*SHORT PROBLEM*. State how many lines in the listing below contain the string "hazy". Reply with the number alone.

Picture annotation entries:
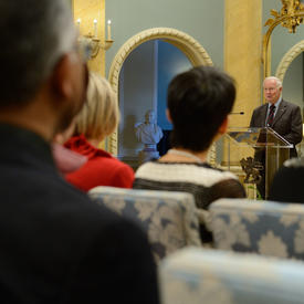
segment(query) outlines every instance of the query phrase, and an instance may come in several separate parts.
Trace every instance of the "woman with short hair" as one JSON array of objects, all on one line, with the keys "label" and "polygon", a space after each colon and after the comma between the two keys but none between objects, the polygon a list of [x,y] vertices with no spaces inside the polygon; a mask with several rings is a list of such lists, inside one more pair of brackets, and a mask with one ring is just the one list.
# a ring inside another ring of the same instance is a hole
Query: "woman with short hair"
[{"label": "woman with short hair", "polygon": [[116,94],[104,77],[90,73],[86,104],[76,117],[73,137],[64,145],[87,157],[87,161],[78,170],[67,174],[67,181],[84,191],[97,186],[132,187],[133,169],[98,148],[118,122]]}]

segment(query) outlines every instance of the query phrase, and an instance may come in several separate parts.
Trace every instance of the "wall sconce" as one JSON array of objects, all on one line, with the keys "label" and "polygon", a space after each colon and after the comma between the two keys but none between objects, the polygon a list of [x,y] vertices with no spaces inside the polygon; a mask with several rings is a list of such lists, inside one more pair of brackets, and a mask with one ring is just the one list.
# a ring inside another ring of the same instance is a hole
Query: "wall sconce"
[{"label": "wall sconce", "polygon": [[[81,35],[78,38],[78,42],[84,44],[86,46],[86,52],[88,53],[90,59],[94,59],[97,56],[101,49],[107,51],[114,40],[112,40],[111,36],[111,20],[107,21],[107,39],[104,41],[104,43],[101,43],[101,40],[97,38],[97,19],[94,19],[94,34],[88,32],[88,34]],[[80,30],[81,27],[81,19],[77,19],[77,28]]]}]

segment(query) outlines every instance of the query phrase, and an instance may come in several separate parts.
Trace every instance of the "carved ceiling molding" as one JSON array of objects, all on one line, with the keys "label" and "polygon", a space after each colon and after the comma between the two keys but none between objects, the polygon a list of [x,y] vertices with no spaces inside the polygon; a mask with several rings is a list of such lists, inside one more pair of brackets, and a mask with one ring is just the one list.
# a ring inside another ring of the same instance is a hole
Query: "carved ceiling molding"
[{"label": "carved ceiling molding", "polygon": [[[195,40],[192,36],[170,28],[154,28],[145,30],[132,36],[125,42],[125,44],[116,53],[108,74],[108,81],[112,84],[113,90],[118,97],[118,85],[119,85],[119,73],[123,67],[123,64],[127,56],[133,52],[137,46],[144,42],[150,40],[161,39],[166,42],[169,42],[177,46],[193,66],[198,65],[213,65],[211,57],[206,52],[206,50],[200,45],[200,43]],[[117,98],[118,99],[118,98]],[[117,132],[113,133],[108,138],[108,150],[109,153],[117,155],[118,151],[118,135]]]},{"label": "carved ceiling molding", "polygon": [[269,27],[266,33],[263,36],[263,76],[270,76],[271,74],[271,52],[270,52],[270,38],[272,31],[276,25],[281,24],[289,29],[290,33],[294,33],[296,28],[303,23],[304,18],[304,4],[300,0],[281,0],[282,9],[280,11],[271,10],[271,15],[265,27]]},{"label": "carved ceiling molding", "polygon": [[291,65],[292,61],[300,55],[302,52],[304,52],[304,40],[300,41],[298,43],[296,43],[295,45],[293,45],[283,56],[283,59],[281,60],[276,72],[275,72],[275,76],[277,78],[280,78],[282,82],[284,80],[285,73],[289,69],[289,66]]}]

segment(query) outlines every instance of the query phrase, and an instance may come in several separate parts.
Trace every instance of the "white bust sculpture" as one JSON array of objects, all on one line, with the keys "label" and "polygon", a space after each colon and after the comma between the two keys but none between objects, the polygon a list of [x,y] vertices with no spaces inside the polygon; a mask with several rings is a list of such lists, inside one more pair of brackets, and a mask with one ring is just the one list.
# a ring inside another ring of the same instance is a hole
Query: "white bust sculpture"
[{"label": "white bust sculpture", "polygon": [[137,123],[135,125],[135,134],[137,139],[145,145],[139,154],[139,163],[143,164],[151,158],[158,158],[159,154],[156,149],[156,145],[163,137],[163,130],[155,123],[154,111],[147,111],[145,123]]}]

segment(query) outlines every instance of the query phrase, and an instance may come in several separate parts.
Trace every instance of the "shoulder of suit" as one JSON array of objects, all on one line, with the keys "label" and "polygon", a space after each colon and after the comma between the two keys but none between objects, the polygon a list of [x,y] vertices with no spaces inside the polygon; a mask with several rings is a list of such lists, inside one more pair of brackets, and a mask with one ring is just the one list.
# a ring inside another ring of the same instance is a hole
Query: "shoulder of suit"
[{"label": "shoulder of suit", "polygon": [[260,106],[255,107],[255,109],[254,109],[254,111],[262,109],[262,108],[264,108],[265,106],[268,106],[268,104],[262,104],[262,105],[260,105]]}]

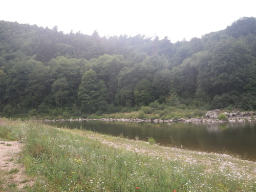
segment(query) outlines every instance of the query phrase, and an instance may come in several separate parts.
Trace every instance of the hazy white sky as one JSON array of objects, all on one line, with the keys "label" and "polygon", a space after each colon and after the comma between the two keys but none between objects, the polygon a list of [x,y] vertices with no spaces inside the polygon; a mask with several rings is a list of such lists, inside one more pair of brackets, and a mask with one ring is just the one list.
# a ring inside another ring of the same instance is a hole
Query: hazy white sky
[{"label": "hazy white sky", "polygon": [[65,33],[165,36],[172,42],[256,17],[255,0],[1,0],[0,20],[36,24]]}]

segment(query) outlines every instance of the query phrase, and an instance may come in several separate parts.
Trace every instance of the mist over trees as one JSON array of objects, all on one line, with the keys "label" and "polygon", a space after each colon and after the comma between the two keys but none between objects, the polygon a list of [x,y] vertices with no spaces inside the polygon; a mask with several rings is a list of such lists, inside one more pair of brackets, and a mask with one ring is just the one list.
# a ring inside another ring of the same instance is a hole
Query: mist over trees
[{"label": "mist over trees", "polygon": [[157,103],[256,110],[256,18],[175,43],[0,21],[2,116],[80,116]]}]

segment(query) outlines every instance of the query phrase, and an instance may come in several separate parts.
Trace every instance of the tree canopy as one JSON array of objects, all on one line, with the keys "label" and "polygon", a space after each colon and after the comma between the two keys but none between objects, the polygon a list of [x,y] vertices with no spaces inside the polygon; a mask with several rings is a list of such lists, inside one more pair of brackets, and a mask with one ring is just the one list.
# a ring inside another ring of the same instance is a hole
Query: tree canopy
[{"label": "tree canopy", "polygon": [[255,110],[255,61],[254,17],[175,43],[2,20],[0,114],[110,112],[173,98],[187,107]]}]

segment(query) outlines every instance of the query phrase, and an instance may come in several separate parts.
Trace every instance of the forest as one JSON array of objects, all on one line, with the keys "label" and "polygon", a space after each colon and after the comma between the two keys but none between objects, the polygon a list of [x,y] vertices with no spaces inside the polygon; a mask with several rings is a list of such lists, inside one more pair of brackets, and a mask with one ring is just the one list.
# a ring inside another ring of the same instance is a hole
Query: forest
[{"label": "forest", "polygon": [[256,18],[172,42],[0,21],[0,116],[256,110]]}]

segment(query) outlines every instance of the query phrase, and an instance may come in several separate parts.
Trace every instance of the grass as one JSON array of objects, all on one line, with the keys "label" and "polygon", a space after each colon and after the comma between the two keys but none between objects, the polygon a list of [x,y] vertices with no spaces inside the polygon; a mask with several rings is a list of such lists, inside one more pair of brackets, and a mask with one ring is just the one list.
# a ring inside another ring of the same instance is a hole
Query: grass
[{"label": "grass", "polygon": [[13,168],[12,169],[11,169],[9,172],[8,173],[9,174],[16,174],[17,173],[18,173],[19,172],[19,169],[17,169],[17,168]]},{"label": "grass", "polygon": [[24,139],[22,161],[36,178],[28,191],[256,190],[255,163],[228,155],[35,123],[6,129]]},{"label": "grass", "polygon": [[151,145],[156,144],[156,140],[153,137],[149,138],[147,140],[147,141],[148,141],[148,143],[150,143]]}]

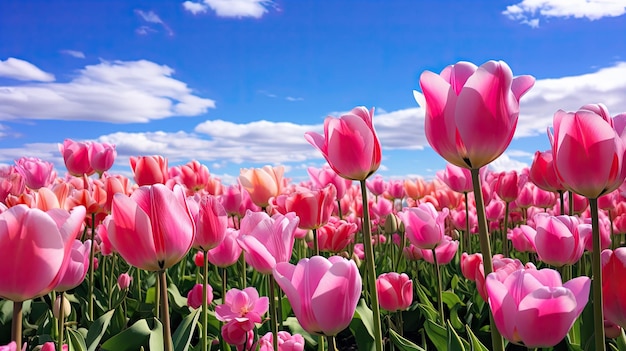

*RESULT OF THE EXERCISE*. 3